→ WHAT TO PRODUCE: Output each line of the items below that contains the string "hand".
• • • • • • •
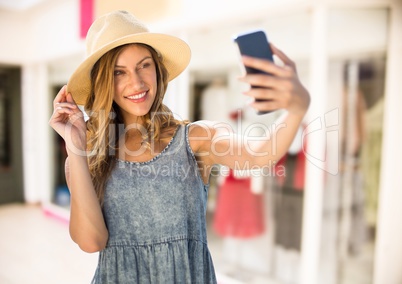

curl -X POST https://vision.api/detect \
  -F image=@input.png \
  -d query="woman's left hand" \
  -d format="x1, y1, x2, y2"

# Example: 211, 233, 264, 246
240, 44, 310, 116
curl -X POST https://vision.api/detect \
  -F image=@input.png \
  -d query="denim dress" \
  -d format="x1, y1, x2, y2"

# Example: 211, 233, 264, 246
92, 125, 217, 284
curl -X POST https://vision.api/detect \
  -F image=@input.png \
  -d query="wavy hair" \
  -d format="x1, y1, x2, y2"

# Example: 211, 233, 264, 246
85, 43, 187, 205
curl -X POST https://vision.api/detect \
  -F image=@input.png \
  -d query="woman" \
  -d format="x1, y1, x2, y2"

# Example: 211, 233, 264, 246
50, 11, 309, 283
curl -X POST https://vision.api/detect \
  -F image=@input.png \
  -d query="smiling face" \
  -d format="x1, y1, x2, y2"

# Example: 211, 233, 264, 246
113, 44, 157, 125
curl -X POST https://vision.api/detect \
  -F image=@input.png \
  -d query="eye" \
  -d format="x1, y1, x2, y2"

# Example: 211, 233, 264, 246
113, 70, 124, 76
138, 59, 153, 69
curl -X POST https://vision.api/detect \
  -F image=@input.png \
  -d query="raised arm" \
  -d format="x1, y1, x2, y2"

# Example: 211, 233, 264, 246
190, 45, 310, 174
49, 86, 108, 252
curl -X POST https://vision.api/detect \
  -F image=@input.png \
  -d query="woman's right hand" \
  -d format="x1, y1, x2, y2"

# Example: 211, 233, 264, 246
49, 86, 86, 155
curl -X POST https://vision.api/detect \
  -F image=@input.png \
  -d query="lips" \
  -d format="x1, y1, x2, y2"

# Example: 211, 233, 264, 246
125, 92, 147, 102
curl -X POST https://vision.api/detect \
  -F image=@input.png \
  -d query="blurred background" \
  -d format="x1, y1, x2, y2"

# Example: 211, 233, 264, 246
0, 0, 402, 284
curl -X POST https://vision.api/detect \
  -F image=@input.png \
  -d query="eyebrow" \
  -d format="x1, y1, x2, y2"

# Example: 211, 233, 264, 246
114, 56, 152, 68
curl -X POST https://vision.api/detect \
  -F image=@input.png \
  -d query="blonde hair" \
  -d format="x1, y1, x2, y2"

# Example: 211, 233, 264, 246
85, 43, 187, 204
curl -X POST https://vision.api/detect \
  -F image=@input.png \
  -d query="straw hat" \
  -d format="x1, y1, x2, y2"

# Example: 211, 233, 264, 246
67, 11, 191, 105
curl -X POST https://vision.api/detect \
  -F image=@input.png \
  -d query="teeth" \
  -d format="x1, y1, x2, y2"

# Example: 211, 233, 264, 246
127, 92, 146, 100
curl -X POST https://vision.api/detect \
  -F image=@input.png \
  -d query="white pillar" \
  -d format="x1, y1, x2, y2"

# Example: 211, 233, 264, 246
164, 32, 190, 120
22, 63, 54, 203
300, 4, 328, 284
374, 0, 402, 284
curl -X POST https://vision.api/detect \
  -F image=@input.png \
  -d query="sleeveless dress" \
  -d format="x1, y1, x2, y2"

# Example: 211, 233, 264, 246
92, 125, 217, 284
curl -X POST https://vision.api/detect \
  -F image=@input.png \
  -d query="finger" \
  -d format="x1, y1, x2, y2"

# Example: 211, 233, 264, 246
242, 55, 288, 77
239, 74, 291, 90
243, 88, 278, 100
53, 85, 67, 108
270, 43, 296, 70
250, 100, 281, 111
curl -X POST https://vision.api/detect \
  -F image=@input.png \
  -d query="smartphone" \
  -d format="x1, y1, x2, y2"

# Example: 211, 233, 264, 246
233, 30, 274, 114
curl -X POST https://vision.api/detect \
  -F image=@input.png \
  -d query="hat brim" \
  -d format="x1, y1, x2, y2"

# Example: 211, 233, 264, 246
67, 32, 191, 105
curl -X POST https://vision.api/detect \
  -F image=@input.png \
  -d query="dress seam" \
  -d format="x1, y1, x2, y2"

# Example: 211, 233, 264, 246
106, 236, 208, 248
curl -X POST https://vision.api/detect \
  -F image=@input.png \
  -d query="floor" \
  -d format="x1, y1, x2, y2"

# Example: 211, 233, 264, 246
0, 204, 373, 284
0, 204, 274, 284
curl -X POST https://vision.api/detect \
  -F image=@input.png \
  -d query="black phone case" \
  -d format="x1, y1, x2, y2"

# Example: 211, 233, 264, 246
234, 30, 274, 114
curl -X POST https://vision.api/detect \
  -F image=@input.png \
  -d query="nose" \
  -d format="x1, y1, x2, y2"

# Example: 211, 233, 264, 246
130, 71, 144, 89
• • • • • • •
→ SOLUTION TO THE PROBLEM:
  -d query="woman's left hand" \
  -d query="woman's right hand" \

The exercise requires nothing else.